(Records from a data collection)
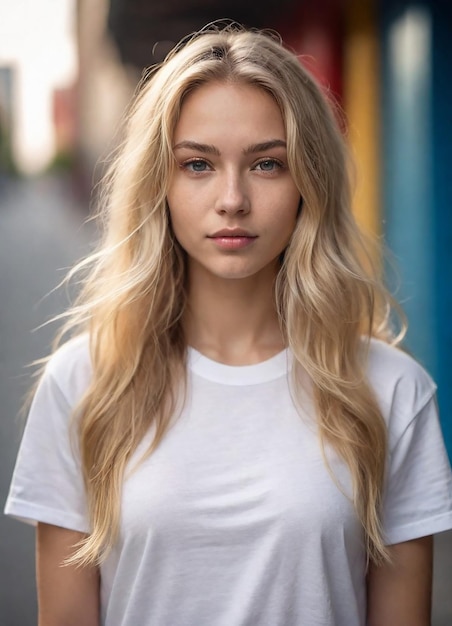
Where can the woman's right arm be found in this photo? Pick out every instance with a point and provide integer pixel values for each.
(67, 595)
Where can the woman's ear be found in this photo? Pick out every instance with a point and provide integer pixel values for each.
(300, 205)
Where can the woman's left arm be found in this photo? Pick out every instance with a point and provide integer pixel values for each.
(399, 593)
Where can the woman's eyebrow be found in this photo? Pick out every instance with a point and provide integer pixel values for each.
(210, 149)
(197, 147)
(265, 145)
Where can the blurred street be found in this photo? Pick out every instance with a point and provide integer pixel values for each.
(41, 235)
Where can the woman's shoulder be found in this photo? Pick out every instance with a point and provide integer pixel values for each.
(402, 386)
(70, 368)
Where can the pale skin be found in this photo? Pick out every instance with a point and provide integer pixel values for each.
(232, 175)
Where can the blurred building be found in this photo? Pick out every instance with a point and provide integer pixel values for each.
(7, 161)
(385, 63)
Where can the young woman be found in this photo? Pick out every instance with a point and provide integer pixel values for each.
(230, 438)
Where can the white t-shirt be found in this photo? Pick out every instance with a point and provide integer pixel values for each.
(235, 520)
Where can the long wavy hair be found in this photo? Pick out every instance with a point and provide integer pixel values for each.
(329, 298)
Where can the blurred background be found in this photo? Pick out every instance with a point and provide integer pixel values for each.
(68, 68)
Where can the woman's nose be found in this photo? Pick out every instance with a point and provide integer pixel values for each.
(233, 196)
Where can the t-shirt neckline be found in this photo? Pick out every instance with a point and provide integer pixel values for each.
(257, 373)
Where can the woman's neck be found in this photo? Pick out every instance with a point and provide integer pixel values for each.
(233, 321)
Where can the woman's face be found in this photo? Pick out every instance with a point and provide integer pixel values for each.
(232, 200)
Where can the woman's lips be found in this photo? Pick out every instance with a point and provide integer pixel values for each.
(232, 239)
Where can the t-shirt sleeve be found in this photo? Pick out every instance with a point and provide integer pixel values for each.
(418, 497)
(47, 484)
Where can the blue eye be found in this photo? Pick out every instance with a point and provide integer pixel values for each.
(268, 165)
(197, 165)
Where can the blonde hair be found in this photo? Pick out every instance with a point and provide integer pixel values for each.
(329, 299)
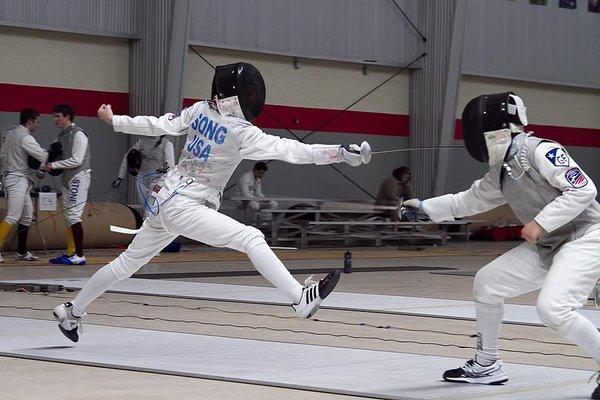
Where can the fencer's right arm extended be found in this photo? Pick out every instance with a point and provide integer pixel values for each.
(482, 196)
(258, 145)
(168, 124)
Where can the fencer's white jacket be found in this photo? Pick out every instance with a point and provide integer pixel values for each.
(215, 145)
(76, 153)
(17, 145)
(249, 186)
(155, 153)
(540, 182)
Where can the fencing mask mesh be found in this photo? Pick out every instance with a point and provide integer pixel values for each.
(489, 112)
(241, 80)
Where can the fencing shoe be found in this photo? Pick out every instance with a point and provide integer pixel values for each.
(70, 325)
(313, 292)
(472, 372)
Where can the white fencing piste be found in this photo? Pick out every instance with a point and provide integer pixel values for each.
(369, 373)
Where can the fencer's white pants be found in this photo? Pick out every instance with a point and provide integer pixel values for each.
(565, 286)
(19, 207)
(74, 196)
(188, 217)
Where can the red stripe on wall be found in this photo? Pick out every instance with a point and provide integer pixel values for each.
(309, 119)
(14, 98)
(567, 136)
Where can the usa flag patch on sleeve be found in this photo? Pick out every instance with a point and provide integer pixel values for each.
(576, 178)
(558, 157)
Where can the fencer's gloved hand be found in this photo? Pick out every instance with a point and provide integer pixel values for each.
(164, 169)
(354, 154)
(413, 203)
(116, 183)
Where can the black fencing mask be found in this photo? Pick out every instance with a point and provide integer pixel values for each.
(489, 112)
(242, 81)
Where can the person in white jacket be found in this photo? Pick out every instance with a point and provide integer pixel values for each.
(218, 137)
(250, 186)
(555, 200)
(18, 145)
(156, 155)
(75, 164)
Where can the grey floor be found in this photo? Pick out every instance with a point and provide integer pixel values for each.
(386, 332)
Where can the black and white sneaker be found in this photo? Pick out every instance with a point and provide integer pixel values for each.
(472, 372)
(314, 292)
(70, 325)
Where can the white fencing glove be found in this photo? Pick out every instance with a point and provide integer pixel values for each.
* * *
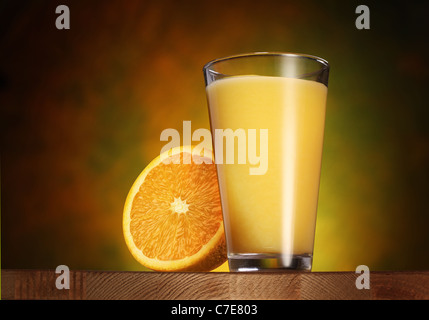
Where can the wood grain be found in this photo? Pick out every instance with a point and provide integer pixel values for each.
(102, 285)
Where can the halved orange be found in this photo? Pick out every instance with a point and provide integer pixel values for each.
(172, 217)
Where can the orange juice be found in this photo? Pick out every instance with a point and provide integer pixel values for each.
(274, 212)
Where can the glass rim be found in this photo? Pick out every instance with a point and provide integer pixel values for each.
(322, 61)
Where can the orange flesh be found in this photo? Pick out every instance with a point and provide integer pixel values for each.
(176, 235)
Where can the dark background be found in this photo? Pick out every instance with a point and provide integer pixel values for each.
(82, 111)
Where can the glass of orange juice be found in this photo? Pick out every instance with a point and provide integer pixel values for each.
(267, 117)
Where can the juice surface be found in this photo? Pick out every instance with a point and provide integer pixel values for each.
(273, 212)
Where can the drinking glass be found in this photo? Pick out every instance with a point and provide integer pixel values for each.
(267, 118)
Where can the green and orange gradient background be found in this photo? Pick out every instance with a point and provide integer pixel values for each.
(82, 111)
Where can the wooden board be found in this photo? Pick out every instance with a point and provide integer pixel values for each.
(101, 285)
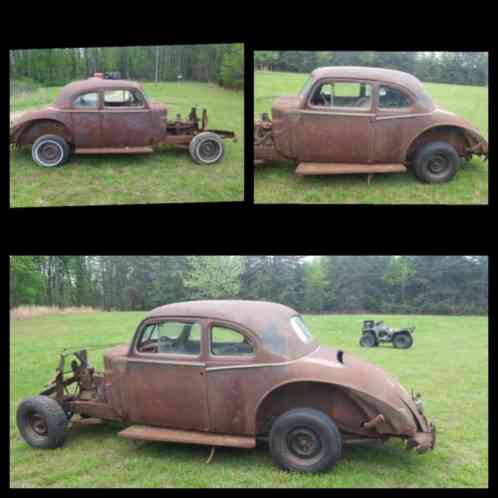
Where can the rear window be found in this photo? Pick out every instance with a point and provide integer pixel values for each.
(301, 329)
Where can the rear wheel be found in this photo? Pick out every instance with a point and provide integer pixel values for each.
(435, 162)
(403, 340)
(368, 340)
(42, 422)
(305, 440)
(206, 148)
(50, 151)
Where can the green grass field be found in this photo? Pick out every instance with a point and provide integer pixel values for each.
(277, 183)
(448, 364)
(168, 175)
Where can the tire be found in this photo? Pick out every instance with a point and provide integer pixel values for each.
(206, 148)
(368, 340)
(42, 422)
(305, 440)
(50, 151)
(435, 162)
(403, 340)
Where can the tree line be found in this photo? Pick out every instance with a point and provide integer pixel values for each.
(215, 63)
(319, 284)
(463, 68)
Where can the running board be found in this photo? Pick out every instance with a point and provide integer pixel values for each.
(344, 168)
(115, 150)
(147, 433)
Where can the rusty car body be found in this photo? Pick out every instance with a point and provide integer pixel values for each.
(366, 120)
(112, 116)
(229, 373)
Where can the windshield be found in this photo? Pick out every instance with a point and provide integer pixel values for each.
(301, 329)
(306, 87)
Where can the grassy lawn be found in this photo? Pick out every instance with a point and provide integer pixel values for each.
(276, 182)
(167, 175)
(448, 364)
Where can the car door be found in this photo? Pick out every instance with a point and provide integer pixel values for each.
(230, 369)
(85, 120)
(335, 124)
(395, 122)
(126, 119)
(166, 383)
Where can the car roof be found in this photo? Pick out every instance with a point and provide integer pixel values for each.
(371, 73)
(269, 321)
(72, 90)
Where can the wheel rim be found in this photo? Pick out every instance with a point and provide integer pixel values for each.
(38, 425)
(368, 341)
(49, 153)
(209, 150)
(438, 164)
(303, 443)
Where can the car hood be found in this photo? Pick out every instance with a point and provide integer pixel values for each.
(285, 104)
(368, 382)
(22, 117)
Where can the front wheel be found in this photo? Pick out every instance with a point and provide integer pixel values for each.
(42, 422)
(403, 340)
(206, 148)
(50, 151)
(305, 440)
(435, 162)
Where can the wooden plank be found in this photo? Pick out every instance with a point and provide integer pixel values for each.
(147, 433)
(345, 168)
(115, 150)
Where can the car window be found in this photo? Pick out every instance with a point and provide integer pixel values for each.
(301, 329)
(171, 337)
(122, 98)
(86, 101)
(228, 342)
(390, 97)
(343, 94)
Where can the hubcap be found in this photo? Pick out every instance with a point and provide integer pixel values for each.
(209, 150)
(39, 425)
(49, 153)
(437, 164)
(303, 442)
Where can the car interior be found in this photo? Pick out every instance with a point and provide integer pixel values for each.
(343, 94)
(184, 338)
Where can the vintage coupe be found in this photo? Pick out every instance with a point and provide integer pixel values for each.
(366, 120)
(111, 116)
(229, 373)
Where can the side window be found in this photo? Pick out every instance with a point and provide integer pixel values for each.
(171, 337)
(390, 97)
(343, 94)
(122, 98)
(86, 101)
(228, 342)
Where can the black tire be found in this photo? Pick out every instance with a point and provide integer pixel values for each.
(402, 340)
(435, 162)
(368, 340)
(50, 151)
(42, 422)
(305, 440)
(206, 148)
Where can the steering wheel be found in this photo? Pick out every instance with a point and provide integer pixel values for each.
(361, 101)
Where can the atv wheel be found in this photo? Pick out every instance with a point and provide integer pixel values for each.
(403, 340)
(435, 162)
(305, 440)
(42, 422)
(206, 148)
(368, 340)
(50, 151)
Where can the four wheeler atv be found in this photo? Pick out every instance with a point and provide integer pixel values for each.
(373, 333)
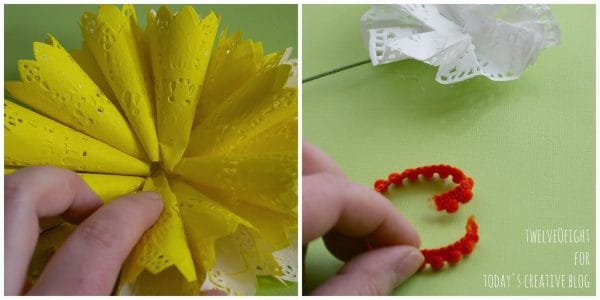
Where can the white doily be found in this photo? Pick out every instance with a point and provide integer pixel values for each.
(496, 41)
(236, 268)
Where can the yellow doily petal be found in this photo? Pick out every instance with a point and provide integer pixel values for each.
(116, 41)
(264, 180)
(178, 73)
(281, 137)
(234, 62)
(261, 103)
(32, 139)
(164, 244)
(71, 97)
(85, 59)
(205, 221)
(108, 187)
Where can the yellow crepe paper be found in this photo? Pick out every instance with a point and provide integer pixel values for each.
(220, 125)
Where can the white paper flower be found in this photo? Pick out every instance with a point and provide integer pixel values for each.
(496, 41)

■ EXERCISE PROMPT ■
Please copy the lines in the records above between the one holding "Where can the person" and the one holding "Where can the white fencing glove", inclusive, exactly and with no other line.

■ OUTPUT ■
Where can the person in white jacket be found in this photo? Pick out every instance with a point and provide integer pixel values for each.
(218, 137)
(250, 186)
(555, 200)
(18, 145)
(156, 155)
(75, 164)
Where can the grey floor be found in this photo? Pick out every instance with a point and provide integer pixel values for each.
(386, 332)
Where can the black and white sneaker be found in this photo? Pick out every instance with a point and provide integer pixel values for each.
(472, 372)
(314, 292)
(70, 325)
Where can the white fencing glove be found in this photo? Pick out every instance with a point and provide integer pixel values for each.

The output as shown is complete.